** Study text **
Change-point Detection, Then and Now

12 February 2014

Time: 3:00 - 4:00pm
Venue: BR 3.02 Bancroft Road Teaching Rooms Peter Landin Building London E1 4NS

David Siegmund, who holds the John D. and Sigrid Banks Chair at Stanford University, Stanford, CA, is a statistician who is comfortable in both the airy heights of theory and the practicalities of real-world applications.

About the Speaker


David Siegmund, who holds the John D. and Sigrid Banks Chair at Stanford University, Stanford, CA, is a statistician who is comfortable in both the airy heights of theory and the practicalities of real-world applications. He works at the interface between probability and statistics, applying the tools he develops to topics as diverse as the design of medical clinical trials and mapping the locations of genes that are involved in specific physiological traits. His work has earned him several awards, including a Guggenheim Fellowship in 1974, the Humboldt Prize in 1980, and membership in the American Academy of Arts and Sciences in 1994. In 2002 he was elected to the National Academy of Sciences.

Abstract


Change-point detection had its origins almost sixty years ago in the work of Page (UK), Shiryayev (USSR), and Lorden (US), who focused on sequential detection of a change-point in an observed process. The process was typically a model for the quality of the output of a production process that began in an acceptable state, and the change-point indicated a deterioration in quality that must be detected and corrected. Recently, motivation from a broad range of applications has lead to a variety of different problems, involving both retrospective fixed sample and online detection of change-points. I will review this history with emphasis on contemporary applications in biology and common features of likelihood based approaches.

(Stored items from a collection)
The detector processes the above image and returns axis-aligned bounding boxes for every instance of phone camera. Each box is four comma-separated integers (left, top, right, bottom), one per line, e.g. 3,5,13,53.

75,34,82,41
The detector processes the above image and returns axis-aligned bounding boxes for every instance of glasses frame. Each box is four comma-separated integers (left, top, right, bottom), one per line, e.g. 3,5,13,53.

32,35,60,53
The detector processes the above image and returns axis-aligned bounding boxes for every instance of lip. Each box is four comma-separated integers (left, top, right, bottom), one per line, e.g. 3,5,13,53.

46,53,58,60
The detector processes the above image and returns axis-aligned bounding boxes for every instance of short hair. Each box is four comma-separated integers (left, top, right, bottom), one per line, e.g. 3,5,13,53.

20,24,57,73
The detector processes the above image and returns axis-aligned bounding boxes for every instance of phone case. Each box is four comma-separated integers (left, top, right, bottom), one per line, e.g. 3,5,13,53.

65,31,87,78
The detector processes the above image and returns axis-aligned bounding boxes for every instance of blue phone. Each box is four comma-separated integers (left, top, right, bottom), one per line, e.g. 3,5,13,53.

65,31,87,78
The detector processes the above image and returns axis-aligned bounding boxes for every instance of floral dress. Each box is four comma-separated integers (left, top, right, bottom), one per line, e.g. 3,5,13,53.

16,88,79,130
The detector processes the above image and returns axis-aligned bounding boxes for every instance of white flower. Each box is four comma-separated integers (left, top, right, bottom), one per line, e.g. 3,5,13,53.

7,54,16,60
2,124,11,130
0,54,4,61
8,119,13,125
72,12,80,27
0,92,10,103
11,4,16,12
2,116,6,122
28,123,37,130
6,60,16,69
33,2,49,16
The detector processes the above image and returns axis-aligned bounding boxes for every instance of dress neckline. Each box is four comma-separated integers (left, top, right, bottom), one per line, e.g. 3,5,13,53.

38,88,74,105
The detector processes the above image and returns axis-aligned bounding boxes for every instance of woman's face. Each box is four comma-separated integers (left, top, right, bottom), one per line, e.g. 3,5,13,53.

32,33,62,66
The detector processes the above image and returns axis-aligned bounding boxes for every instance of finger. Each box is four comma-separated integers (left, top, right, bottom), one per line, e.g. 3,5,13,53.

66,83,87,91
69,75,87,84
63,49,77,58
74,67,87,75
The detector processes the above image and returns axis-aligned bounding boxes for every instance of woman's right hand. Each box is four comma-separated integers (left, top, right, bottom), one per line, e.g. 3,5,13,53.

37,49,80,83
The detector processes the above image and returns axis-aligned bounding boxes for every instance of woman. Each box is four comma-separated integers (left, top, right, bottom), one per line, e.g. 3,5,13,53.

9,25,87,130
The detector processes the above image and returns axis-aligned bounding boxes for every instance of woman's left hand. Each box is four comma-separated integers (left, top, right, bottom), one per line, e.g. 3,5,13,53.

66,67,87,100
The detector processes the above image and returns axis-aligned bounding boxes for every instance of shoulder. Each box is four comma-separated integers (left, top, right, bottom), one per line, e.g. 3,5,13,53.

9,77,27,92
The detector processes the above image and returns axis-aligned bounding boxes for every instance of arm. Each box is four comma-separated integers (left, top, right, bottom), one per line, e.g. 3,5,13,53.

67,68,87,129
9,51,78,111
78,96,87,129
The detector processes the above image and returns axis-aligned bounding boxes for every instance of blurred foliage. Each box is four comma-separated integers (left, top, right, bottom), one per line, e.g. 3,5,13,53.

** Work request **
From the change-point detection talk page, extract everything from "Change-point detection had" down to "likelihood based approaches.". The entries above stand apart from the text and are not connected to it.

** Answer to this task **
Change-point detection had its origins almost sixty years ago in the work of Page (UK), Shiryayev (USSR), and Lorden (US), who focused on sequential detection of a change-point in an observed process. The process was typically a model for the quality of the output of a production process that began in an acceptable state, and the change-point indicated a deterioration in quality that must be detected and corrected. Recently, motivation from a broad range of applications has lead to a variety of different problems, involving both retrospective fixed sample and online detection of change-points. I will review this history with emphasis on contemporary applications in biology and common features of likelihood based approaches.